Consigne:
Recopiez fidèlement le passage de l’article sur Mona Chollet commençant par « par Cécile Daumas et Johanna Luyssen  publié » et se terminant par « sein du couple. ».

Texte fourni:
____________

Mona Chollet : «Le modèle actuel de l’amour hétéro ne fonctionne que lorsque les femmes ferment leur gueule»

par Cécile Daumas et Johanna Luyssen  publié le 9 septembre 2021

Après le succès de son essai féministe «Sorcières», la journaliste poursuit son introspection, sur les relations hétérosexuelles cette fois, dans «Réinventer l’amour». Evoquant les modèles éducatifs genrés, la drague ou les violences conjugales, elle appelle à changer les rapports de domination au sein du couple.

Peut-on être féministe et aimer la virilité sauvage de Harrison Ford dans Indiana Jones ? Avoir été façonnée par les comédies romantiques et analyser aujourd’hui le «poids du patriarcat dans les relations hétérosexuelles» ? Etre une grande amoureuse dans la tradition romantique et absolutiste du roman sentimental (Bovary, Belle du Seigneur…) et se demander pourquoi nos modèles amoureux reposent encore sur l’infériorité des femmes ? Dans ses livres, la journaliste et essayiste Mona Chollet part toujours d’elle-même, avec ses interrogations propres et sa prise de conscience à basse température des inégalités de genre. Cette méthode du doute permanent explique en partie le succès considérable de Sorcièresson essai féministe sorti dans le sillage de #MeToo, en 2018. Vendu à plus de 250 000 exemplaires à ce jour, cet ouvrage générationnel est devenu le vade-mecum de la mobilisation #Metoo, l’entrée en féminisme pour beaucoup de jeunes filles et garçons. Dans ce livre, elle analysait, à l’aune mythique des sorcières, la «puissance invaincue des femmes», à travers notamment les figures de femmes sans enfant, ou âgées.

____________

Données fournies:
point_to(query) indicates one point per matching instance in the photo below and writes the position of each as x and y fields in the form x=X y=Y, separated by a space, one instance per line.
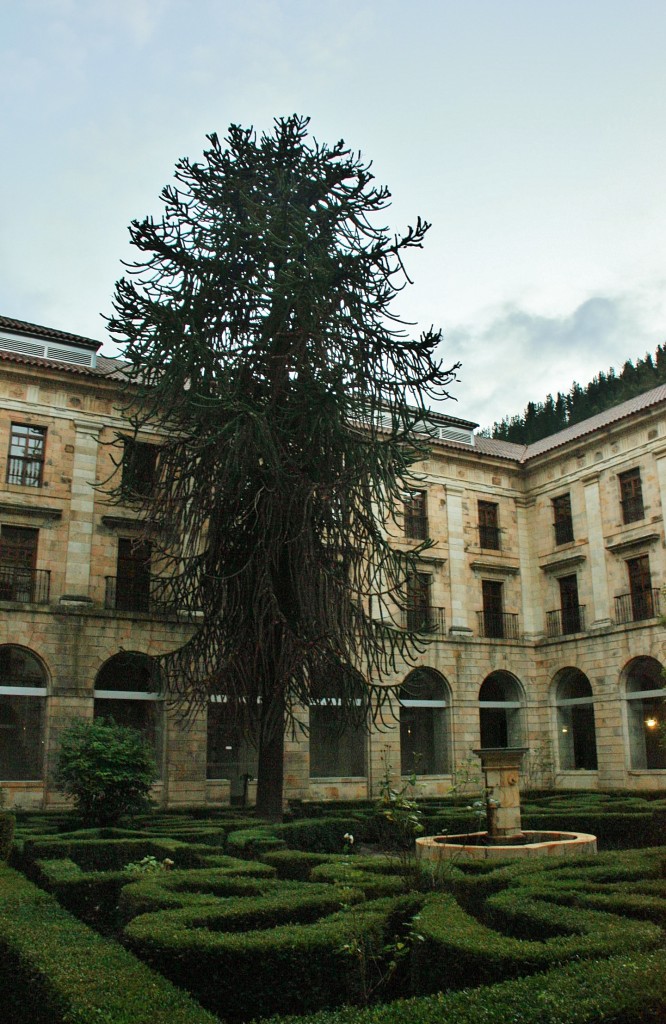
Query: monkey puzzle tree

____________

Résultat:
par Cécile Daumas et Johanna Luyssen  publié le 9 septembre 2021

Après le succès de son essai féministe «Sorcières», la journaliste poursuit son introspection, sur les relations hétérosexuelles cette fois, dans «Réinventer l’amour». Evoquant les modèles éducatifs genrés, la drague ou les violences conjugales, elle appelle à changer les rapports de domination au sein du couple.